#### Instructions for the task:
Write out all the entries below again, swapping every "Target" for "Object" and changing nothing else.

** Begin Stored rows **

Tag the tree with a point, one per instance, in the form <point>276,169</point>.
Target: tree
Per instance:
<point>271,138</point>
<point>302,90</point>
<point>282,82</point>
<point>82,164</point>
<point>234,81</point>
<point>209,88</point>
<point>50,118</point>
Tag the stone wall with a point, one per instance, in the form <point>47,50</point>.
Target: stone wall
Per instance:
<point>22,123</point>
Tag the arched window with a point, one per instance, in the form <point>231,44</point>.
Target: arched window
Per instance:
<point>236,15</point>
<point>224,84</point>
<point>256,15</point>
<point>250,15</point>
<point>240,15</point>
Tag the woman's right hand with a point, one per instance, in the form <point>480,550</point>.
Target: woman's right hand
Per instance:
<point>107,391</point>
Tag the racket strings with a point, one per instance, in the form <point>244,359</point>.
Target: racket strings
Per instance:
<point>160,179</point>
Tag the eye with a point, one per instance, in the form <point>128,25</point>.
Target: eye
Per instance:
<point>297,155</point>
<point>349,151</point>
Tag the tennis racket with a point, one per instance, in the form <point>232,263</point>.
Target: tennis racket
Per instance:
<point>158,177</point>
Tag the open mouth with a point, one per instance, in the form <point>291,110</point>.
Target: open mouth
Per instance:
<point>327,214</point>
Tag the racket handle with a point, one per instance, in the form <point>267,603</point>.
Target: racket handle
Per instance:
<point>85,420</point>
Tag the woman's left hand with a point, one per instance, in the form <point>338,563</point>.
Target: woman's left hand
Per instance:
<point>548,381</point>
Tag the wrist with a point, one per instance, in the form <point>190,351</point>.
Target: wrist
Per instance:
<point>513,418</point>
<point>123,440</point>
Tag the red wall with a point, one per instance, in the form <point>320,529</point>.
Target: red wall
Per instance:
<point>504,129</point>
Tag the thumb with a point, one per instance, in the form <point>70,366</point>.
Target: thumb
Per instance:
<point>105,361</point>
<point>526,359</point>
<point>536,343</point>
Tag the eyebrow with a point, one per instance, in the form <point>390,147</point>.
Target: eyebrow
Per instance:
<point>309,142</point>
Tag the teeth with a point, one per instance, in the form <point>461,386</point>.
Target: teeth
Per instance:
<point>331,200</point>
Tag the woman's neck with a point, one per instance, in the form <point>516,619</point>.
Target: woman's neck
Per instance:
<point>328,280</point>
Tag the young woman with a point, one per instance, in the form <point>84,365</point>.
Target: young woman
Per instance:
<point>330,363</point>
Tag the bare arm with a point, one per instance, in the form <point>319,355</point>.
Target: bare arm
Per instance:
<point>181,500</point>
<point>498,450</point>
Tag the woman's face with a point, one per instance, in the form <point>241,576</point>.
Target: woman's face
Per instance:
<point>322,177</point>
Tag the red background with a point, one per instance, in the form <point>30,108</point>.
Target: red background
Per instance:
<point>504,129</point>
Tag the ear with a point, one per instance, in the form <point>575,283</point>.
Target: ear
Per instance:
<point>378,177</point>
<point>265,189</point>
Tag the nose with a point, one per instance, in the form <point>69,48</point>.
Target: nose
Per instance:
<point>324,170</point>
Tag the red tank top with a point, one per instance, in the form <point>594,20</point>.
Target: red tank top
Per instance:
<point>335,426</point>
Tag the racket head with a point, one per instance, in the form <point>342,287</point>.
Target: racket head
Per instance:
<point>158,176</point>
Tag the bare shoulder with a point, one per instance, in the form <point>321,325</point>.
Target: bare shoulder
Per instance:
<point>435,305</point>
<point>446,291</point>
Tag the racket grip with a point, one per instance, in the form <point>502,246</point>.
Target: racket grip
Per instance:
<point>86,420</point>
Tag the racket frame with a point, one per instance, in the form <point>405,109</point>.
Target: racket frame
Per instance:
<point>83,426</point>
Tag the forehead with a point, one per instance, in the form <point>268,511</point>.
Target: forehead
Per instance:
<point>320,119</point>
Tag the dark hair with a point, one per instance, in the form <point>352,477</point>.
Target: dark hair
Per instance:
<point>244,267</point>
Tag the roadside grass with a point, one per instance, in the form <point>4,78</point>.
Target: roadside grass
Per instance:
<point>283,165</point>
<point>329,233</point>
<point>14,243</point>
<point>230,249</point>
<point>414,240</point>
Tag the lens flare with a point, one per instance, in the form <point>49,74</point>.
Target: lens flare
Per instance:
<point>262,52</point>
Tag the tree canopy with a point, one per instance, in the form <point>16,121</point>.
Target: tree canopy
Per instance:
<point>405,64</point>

** End Stored rows **

#### Solution to this task:
Tag the tree with a point, one per instance, in the form <point>276,169</point>.
Object: tree
Per instance:
<point>271,138</point>
<point>302,90</point>
<point>282,82</point>
<point>82,164</point>
<point>234,81</point>
<point>209,88</point>
<point>50,118</point>
Tag the stone wall with a point, one per instance, in the form <point>47,50</point>.
Object: stone wall
Per instance:
<point>22,123</point>
Tag the arched window with a point, one per instance, in the form <point>231,44</point>.
Object: arched window
Per instance:
<point>236,15</point>
<point>224,84</point>
<point>256,15</point>
<point>250,15</point>
<point>240,15</point>
Tag the woman's right hand with a point, one per instance, in the form <point>480,550</point>.
Object: woman's right hand
Per instance:
<point>107,391</point>
Tag the racket strings with a point, one per instance, in the form <point>244,359</point>.
Object: racket strings
Per instance:
<point>160,179</point>
Tag the eye with a point, one per instance, in the form <point>128,25</point>.
Object: eye
Per instance:
<point>297,155</point>
<point>349,151</point>
Tag the tennis racket with a point, one per instance, in the form <point>232,263</point>.
Object: tennis racket
Per instance:
<point>158,177</point>
Tag the open mouth with a point, one per instance, in the form <point>291,110</point>.
Object: open mouth
Per instance:
<point>327,214</point>
Tag the racket handle with a point, one per instance, in the form <point>267,603</point>.
Object: racket handle
Per instance:
<point>85,420</point>
Tag the woman's left hand with a point, one per instance, in the form <point>338,563</point>.
Object: woman's left hand
Per instance:
<point>548,381</point>
Tag the wrist with a point, one per instance, in the form <point>190,351</point>.
Object: wrist
Per instance:
<point>513,418</point>
<point>123,440</point>
Tag the red wall with a point, one per instance, in the form <point>320,529</point>.
Object: red wall
Per instance:
<point>504,129</point>
Tag the thumb with a point, one per instance, in the form <point>70,366</point>.
Object: thumb
Per instance:
<point>105,361</point>
<point>526,359</point>
<point>536,343</point>
Tag the eyebrow with a point, one per instance, in the form <point>390,147</point>.
Object: eyebrow
Per instance:
<point>309,142</point>
Tag the teeth with a point, one per instance, in the form <point>461,386</point>.
Object: teeth
Per instance:
<point>331,200</point>
Tag the woman's neck with a point, one per instance, in the form <point>516,619</point>.
Object: woman's neck
Per instance:
<point>328,280</point>
Tag the young woman with a point, one per instance, in the form <point>84,365</point>.
Object: young woman
Per instance:
<point>330,363</point>
Tag the bare arm with a point, one per instance, in the form <point>319,355</point>.
Object: bare arm
Per instance:
<point>181,500</point>
<point>498,450</point>
Tag the woman's face with a point, one per instance, in the form <point>241,576</point>.
Object: woman's face
Per instance:
<point>322,177</point>
Tag the red background with a point, one per instance, in the form <point>30,108</point>.
Object: red background
Per instance:
<point>504,129</point>
Tag the ear with a point, one per instance, in the form <point>575,283</point>.
Object: ear
Per instance:
<point>378,177</point>
<point>265,189</point>
Tag the nose with a point, one per instance, in the form <point>69,48</point>.
Object: nose
Per instance:
<point>324,170</point>
Tag the red tank top with a point, one per instance, in the form <point>594,20</point>.
Object: red tank top
Per instance:
<point>335,426</point>
Tag the racket head with a point, one per instance, in the form <point>342,287</point>.
Object: racket head
Per instance:
<point>158,176</point>
Tag the bare shoulder with a point, one per instance, in the form <point>321,325</point>.
Object: bare shoulder
Per instance:
<point>435,305</point>
<point>446,291</point>
Tag the racket grip with a point, one per instance, in the form <point>502,246</point>.
Object: racket grip
Per instance:
<point>86,420</point>
Tag the racket frame with a point, one per instance, in the form <point>405,109</point>.
Object: racket frame
Per instance:
<point>83,426</point>
Tag the forehead with a point, one per instance, in the form <point>268,511</point>.
Object: forehead
Per instance:
<point>320,119</point>
Tag the dark hair with a point, one per instance, in the form <point>352,477</point>.
Object: dark hair
Per instance:
<point>244,267</point>
Tag the roadside grass with a point, one per instance, in the form <point>4,78</point>.
Object: roadside grass
Per instance:
<point>283,165</point>
<point>329,233</point>
<point>14,243</point>
<point>230,249</point>
<point>414,240</point>
Tag the lens flare with a point, one per instance, in the form <point>49,74</point>.
Object: lens flare
Per instance:
<point>262,52</point>
Tag the tree canopy with a point, one per instance, in the form <point>16,121</point>.
Object: tree canopy
Per instance:
<point>405,64</point>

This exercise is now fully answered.